Start DATA LISTING

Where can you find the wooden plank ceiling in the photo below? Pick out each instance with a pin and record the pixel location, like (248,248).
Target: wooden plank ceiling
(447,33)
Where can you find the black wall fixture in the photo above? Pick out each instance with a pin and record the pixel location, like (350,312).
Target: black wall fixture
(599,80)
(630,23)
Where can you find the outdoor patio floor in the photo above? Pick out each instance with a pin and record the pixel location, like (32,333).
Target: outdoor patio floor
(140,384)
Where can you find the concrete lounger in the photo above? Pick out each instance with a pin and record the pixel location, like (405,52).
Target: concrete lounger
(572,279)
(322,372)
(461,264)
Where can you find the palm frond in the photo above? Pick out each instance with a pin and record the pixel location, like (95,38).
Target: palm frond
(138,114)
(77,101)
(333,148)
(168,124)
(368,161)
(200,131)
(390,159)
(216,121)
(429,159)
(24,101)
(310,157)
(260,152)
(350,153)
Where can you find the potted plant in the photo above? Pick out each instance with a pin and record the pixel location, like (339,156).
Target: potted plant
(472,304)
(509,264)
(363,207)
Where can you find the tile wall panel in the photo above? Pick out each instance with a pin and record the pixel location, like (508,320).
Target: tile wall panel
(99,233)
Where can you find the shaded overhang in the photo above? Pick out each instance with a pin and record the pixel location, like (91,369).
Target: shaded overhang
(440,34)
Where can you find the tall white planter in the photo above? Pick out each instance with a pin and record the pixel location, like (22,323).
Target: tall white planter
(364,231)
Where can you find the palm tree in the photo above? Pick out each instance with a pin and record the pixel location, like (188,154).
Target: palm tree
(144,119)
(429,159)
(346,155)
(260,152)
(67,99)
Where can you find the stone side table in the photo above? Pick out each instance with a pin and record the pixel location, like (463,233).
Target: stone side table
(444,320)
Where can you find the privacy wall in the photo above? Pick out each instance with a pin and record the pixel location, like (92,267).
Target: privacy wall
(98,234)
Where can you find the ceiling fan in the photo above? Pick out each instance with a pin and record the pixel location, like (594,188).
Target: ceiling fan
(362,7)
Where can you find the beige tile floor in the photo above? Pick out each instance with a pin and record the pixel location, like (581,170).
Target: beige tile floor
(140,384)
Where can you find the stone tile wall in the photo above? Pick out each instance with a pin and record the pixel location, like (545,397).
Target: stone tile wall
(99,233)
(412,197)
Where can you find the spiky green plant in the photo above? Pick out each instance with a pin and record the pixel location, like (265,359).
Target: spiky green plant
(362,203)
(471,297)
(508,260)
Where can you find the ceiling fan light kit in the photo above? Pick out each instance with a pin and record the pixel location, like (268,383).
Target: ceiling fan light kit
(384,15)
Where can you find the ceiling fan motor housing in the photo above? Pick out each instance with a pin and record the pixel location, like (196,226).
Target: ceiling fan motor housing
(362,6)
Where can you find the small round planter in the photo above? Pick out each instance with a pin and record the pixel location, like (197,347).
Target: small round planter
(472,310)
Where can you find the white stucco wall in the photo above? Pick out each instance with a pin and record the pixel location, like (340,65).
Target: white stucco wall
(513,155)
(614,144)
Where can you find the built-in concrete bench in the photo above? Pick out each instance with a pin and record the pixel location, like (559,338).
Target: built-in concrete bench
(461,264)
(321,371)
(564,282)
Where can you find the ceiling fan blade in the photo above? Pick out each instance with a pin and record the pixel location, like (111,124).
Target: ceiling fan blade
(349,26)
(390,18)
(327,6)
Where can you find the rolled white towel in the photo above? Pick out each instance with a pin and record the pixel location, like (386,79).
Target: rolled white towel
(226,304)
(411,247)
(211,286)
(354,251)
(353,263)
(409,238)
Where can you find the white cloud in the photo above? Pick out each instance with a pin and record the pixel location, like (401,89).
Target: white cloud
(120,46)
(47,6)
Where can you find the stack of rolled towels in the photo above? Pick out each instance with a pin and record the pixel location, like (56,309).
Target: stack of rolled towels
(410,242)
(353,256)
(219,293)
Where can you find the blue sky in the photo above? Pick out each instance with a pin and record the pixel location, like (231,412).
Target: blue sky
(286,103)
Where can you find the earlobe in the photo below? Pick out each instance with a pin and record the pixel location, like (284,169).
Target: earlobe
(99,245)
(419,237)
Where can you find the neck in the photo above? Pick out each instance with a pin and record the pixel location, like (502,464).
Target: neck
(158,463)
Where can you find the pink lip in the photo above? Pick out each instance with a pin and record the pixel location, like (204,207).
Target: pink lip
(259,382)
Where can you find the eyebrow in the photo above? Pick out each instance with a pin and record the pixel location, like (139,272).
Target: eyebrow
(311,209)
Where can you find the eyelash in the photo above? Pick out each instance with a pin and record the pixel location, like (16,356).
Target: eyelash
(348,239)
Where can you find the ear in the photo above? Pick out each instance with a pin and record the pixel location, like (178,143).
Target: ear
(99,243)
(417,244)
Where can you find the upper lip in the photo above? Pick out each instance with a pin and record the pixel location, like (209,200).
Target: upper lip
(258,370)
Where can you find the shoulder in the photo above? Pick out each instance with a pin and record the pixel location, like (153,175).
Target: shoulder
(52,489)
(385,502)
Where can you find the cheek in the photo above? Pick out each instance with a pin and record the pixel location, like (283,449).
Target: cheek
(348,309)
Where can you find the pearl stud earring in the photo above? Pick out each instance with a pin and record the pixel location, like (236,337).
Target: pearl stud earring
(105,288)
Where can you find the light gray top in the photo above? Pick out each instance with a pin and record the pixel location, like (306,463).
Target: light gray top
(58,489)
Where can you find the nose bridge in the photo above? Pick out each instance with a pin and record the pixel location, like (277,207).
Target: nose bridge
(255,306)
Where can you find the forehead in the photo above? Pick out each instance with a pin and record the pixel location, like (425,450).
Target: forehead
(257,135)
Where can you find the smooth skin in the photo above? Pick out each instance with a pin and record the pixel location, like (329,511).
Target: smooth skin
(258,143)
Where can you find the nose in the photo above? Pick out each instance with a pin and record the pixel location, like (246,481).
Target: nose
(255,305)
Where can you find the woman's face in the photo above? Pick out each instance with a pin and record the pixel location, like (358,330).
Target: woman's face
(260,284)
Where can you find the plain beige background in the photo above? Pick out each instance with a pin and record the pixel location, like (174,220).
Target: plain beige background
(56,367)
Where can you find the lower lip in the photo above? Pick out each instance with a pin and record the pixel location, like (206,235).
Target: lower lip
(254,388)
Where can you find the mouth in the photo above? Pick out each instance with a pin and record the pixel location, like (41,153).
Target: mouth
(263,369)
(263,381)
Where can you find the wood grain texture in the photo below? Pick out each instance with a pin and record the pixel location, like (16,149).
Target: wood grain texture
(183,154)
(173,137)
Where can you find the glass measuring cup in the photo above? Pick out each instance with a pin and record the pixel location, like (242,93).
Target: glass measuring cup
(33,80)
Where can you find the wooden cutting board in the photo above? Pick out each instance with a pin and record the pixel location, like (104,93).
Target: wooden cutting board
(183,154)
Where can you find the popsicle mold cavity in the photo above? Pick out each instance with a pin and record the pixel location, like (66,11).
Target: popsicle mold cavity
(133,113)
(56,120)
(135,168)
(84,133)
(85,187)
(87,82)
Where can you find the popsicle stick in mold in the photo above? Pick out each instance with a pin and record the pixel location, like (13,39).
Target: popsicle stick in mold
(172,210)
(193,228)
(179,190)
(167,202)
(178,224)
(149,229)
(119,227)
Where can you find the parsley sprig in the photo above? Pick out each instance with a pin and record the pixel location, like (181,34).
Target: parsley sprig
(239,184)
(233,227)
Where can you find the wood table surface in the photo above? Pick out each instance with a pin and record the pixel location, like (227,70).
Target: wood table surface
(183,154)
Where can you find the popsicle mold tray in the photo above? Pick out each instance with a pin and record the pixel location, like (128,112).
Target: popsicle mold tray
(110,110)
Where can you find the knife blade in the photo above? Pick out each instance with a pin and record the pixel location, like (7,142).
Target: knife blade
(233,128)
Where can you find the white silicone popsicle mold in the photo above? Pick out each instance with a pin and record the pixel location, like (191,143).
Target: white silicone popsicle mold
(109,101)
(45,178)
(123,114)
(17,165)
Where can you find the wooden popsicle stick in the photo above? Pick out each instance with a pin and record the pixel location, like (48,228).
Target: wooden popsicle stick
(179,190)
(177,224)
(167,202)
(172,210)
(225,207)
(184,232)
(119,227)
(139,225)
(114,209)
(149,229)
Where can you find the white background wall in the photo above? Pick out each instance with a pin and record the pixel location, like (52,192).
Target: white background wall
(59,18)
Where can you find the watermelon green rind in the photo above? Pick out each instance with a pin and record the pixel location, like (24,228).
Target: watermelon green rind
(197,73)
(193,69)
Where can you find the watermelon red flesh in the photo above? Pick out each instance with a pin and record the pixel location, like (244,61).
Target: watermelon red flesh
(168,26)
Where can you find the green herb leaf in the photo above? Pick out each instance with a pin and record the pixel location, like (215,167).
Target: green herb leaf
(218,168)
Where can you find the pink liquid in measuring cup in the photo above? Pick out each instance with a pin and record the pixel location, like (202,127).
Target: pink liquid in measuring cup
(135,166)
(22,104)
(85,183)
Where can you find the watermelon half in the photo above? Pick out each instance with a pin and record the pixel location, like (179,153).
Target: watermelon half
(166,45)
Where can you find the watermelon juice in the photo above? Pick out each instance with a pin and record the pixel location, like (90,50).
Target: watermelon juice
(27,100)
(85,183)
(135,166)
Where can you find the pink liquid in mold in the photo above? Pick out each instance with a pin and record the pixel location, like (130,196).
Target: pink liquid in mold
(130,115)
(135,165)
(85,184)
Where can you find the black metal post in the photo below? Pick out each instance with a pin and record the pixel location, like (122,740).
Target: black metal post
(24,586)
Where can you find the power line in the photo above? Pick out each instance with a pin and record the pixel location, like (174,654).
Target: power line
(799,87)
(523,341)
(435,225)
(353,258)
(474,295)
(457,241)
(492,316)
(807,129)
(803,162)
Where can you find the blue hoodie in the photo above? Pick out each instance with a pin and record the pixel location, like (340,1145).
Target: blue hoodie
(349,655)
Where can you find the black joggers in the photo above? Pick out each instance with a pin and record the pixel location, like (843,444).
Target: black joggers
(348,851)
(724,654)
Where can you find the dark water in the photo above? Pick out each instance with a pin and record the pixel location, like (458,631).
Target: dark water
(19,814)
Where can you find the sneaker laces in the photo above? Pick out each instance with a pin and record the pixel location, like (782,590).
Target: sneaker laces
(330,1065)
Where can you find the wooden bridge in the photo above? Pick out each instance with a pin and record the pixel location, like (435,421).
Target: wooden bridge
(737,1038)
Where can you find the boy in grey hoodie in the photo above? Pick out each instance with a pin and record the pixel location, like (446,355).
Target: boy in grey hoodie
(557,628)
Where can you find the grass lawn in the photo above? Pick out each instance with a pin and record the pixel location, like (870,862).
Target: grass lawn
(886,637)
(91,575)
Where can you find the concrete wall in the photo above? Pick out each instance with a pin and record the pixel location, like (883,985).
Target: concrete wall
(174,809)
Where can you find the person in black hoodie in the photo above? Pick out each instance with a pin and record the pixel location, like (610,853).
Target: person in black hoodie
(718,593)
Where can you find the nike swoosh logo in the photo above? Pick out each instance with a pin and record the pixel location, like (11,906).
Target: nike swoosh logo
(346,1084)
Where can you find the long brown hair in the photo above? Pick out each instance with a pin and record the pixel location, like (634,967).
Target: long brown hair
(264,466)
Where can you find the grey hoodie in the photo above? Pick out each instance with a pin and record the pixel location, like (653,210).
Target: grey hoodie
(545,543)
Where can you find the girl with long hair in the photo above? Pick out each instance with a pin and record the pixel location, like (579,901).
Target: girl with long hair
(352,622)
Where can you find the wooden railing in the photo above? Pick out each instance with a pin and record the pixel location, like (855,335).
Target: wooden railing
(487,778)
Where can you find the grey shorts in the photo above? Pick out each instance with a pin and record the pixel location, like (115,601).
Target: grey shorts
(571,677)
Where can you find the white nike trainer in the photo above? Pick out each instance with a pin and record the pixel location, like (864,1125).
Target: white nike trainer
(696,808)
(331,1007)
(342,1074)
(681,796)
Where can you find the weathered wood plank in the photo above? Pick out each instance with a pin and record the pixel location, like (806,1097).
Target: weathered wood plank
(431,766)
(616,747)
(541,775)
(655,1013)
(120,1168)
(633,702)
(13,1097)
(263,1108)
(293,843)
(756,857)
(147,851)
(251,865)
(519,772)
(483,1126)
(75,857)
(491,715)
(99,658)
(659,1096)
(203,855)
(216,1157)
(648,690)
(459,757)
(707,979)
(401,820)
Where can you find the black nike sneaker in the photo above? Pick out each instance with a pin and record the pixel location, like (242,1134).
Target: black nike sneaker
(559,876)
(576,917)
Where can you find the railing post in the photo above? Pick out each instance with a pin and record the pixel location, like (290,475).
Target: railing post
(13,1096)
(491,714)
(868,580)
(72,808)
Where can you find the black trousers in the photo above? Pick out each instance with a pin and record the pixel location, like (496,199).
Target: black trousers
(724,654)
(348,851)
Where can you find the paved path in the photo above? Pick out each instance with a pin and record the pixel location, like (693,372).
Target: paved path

End DATA LISTING

#### GIVEN PROBLEM:
Echo back, word for word, the lines from the one containing "Where can you find the paved" through the last line above, inclusive of both ends.

#### EXERCISE RESULT:
Where can you find the paved path in the photo above? Pick out each instance with a pin and record the pixel location, like (693,372).
Target: paved path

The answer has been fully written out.